• Directions for this task:
Exactly repeat the line that contains "Practice step: find the beard", then every line after it up to and including the final line.

Image location labeling entries:

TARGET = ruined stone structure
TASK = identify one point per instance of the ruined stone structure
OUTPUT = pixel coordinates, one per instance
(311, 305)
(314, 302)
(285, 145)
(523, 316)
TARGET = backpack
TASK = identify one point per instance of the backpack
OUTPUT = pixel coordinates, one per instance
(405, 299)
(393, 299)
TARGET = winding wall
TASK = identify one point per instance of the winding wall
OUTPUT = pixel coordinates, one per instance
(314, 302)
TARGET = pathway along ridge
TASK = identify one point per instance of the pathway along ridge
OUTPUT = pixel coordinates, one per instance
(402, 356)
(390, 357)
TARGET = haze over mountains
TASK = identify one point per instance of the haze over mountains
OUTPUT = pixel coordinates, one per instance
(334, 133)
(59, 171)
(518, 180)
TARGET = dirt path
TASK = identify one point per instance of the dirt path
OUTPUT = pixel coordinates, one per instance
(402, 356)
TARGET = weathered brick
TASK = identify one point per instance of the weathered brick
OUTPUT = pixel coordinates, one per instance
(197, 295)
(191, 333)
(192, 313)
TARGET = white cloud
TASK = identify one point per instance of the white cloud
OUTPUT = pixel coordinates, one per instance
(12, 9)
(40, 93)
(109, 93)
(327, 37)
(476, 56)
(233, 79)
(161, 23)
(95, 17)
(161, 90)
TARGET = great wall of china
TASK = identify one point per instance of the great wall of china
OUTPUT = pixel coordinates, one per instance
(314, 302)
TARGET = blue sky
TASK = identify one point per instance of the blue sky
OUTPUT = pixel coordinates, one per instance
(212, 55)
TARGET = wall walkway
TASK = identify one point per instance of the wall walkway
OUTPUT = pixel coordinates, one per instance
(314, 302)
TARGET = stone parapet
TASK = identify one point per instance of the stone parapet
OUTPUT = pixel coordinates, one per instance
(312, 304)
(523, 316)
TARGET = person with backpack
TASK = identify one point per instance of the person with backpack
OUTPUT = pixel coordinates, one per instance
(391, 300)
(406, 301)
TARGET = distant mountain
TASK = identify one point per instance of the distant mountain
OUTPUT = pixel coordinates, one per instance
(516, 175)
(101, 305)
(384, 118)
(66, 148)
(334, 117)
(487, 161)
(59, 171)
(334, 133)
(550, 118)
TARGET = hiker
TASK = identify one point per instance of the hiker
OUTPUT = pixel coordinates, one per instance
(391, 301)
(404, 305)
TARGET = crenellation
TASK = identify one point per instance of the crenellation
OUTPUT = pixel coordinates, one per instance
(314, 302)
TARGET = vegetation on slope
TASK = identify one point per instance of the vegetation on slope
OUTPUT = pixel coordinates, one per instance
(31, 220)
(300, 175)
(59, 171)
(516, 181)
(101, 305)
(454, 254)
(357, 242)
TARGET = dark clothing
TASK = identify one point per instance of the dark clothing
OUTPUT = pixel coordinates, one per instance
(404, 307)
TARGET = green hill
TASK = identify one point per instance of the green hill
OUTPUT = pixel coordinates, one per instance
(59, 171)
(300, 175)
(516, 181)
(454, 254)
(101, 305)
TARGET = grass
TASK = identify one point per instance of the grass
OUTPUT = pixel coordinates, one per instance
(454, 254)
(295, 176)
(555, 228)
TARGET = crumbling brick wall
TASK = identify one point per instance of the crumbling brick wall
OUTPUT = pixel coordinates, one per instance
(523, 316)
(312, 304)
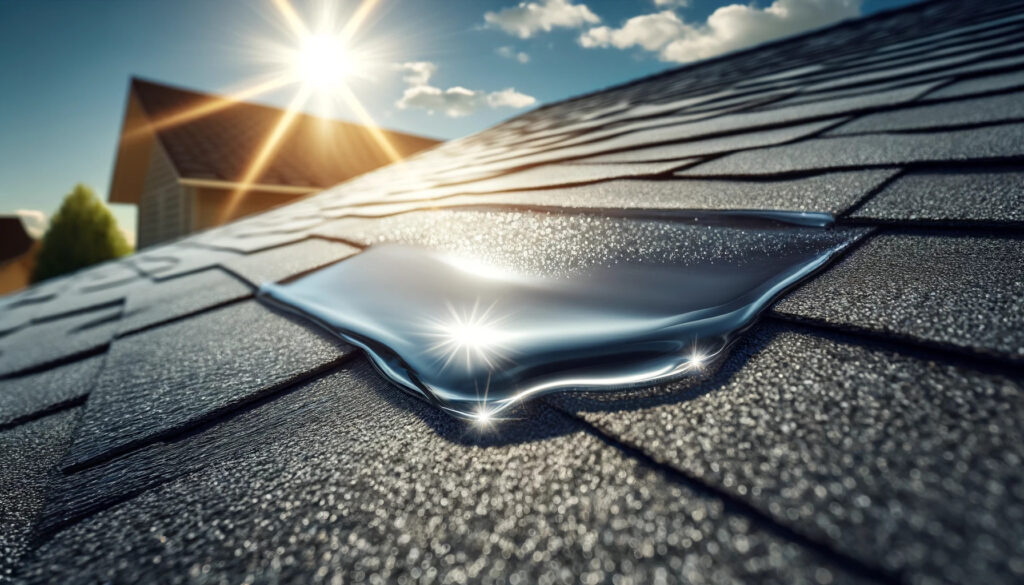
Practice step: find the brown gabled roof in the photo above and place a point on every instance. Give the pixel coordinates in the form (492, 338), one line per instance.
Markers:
(315, 153)
(14, 240)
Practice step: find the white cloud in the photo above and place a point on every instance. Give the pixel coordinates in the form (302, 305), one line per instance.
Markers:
(509, 98)
(527, 18)
(36, 222)
(650, 32)
(418, 72)
(509, 52)
(454, 101)
(729, 28)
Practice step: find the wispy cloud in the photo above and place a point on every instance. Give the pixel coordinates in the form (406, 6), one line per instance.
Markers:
(727, 29)
(454, 101)
(527, 18)
(509, 52)
(417, 72)
(34, 220)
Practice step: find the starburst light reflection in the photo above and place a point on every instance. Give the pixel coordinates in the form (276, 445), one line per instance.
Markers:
(474, 336)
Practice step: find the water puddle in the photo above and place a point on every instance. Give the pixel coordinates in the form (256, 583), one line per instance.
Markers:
(476, 338)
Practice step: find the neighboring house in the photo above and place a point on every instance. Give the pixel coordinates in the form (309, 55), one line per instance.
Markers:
(181, 176)
(17, 253)
(160, 423)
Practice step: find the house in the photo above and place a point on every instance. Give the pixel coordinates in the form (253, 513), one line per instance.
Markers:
(182, 171)
(17, 253)
(161, 423)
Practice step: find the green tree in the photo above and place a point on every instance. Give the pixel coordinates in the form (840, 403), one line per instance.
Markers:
(83, 233)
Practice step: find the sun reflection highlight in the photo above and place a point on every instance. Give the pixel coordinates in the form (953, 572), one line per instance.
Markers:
(474, 335)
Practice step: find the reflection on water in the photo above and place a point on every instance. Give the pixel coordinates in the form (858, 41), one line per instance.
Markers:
(476, 338)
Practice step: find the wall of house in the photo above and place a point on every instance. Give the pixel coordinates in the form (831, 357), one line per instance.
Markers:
(164, 207)
(16, 273)
(209, 205)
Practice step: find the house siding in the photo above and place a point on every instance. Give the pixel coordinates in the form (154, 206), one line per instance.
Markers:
(164, 209)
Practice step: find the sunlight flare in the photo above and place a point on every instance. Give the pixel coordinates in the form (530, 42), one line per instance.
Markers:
(266, 151)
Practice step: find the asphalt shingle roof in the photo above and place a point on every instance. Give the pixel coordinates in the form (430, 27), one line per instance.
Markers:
(158, 424)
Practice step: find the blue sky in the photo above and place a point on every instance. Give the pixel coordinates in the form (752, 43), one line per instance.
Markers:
(67, 64)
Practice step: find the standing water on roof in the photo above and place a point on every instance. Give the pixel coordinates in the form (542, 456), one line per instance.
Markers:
(477, 337)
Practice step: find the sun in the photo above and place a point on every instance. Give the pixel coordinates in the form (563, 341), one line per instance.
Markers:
(320, 60)
(323, 61)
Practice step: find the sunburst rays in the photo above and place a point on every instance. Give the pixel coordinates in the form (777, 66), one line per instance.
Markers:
(333, 45)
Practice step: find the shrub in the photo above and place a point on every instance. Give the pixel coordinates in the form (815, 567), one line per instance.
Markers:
(83, 233)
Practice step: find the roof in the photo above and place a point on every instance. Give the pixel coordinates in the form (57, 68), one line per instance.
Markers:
(14, 239)
(217, 147)
(160, 424)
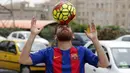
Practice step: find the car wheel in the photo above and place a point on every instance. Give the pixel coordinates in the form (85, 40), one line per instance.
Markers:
(25, 69)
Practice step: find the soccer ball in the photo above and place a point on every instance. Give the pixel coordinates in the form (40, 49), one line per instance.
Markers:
(64, 12)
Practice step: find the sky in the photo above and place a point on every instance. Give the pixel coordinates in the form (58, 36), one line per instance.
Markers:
(31, 1)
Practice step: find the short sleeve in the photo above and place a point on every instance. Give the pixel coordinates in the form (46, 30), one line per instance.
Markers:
(91, 58)
(38, 57)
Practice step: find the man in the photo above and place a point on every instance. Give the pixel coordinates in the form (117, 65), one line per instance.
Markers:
(65, 58)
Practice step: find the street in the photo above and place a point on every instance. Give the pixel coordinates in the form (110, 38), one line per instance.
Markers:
(7, 71)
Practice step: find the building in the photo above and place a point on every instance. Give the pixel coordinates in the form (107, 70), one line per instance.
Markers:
(22, 11)
(101, 12)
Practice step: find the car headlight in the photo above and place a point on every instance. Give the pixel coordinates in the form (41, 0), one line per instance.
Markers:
(40, 64)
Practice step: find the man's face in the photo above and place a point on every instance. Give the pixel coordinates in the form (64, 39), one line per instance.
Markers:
(64, 33)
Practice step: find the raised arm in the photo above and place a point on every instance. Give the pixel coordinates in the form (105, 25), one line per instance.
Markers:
(92, 34)
(24, 57)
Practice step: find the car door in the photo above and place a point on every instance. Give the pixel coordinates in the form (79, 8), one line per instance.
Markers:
(3, 51)
(21, 37)
(14, 36)
(92, 69)
(12, 56)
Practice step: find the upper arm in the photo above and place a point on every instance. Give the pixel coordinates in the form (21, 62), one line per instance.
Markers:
(91, 58)
(38, 57)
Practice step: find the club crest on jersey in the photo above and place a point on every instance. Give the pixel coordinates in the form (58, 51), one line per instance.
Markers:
(74, 56)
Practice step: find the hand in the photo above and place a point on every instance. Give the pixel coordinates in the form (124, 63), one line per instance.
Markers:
(91, 32)
(34, 29)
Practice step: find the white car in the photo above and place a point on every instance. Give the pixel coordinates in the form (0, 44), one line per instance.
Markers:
(118, 54)
(24, 35)
(2, 38)
(123, 38)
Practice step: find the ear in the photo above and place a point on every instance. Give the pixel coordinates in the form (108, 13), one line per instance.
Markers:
(73, 36)
(55, 37)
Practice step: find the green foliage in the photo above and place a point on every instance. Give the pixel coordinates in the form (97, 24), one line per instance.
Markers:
(104, 33)
(6, 31)
(110, 32)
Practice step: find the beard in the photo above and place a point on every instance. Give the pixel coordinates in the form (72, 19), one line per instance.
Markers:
(64, 35)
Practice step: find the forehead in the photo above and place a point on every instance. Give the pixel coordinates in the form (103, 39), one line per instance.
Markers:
(60, 26)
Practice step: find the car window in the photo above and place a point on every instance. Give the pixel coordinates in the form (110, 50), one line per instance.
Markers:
(92, 48)
(126, 39)
(20, 36)
(4, 45)
(14, 35)
(11, 47)
(76, 38)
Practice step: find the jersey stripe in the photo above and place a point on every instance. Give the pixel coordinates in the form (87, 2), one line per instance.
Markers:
(75, 62)
(57, 61)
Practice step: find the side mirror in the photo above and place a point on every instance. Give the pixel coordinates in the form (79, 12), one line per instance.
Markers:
(13, 51)
(109, 67)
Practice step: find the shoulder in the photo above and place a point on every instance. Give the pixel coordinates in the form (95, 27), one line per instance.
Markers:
(46, 50)
(81, 47)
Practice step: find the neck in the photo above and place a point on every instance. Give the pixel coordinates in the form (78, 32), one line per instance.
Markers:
(64, 45)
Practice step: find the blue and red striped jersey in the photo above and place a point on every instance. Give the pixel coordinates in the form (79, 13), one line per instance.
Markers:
(65, 61)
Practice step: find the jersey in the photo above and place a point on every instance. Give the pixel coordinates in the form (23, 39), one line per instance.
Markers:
(65, 61)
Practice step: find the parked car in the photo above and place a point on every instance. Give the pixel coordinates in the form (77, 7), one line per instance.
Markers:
(117, 52)
(2, 38)
(24, 35)
(80, 39)
(123, 38)
(9, 56)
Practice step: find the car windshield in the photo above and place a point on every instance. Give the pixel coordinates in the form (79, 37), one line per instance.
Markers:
(35, 47)
(28, 34)
(121, 57)
(85, 38)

• Reply to the task:
Practice step: find the beard in the photo above and place a point on every instance. Give the pixel coordinates in the form (72, 19), one line per instance.
Markers:
(64, 35)
Practice step: find the forehead in the photo above and place a point on every instance. Give the pixel coordinates in the form (103, 39), one line per instance.
Markers:
(60, 26)
Practice step: find the car window in the photo above and place a point on every instance. Give the pixel coordinates in the form (110, 50), one line per instance.
Markers:
(92, 48)
(126, 39)
(20, 36)
(4, 45)
(14, 35)
(11, 47)
(76, 38)
Practice step: find the jersey stripe in the photo above and place a point on every instance. Give the pixel coordinates in the form (87, 2), one line per instance.
Markers:
(75, 62)
(57, 61)
Practice step: find the side mirror in the photo above and place a point on every instance. Give the pixel coordinates in the form (79, 12), one line per instance.
Markers:
(13, 51)
(109, 67)
Practice step: find the shoulder in the photo above and place a point on every instance. Give the pixel coordinates in the form (95, 27), one line per instance.
Markers:
(46, 50)
(81, 47)
Practice step: find the neck in the photo above and place a point on every instance. Give the pixel coordinates in the form (78, 32), one line per instance.
Markers:
(64, 45)
Practice step: find the blue and red striped jersey in the photo above and place a point on every instance. Give the pixel coordinates in the form (79, 13), one line per instance.
Markers:
(65, 61)
Practice step: find the jersey in the photo above and place a point on every instance. Give the pixel coordinates in the form (23, 39), one line per instance.
Markers:
(65, 61)
Practice step: find the parked car in the photo above and place a point on every instance. Give the pixel coordinates in the form (77, 7), one line per instance.
Markers:
(117, 52)
(2, 38)
(24, 35)
(80, 39)
(123, 38)
(9, 56)
Practice step: find the car windshield in the photo above and place a point on every instance. Give the pixel coordinates in the form (79, 37), one line per instance.
Markers:
(35, 47)
(28, 34)
(121, 57)
(85, 38)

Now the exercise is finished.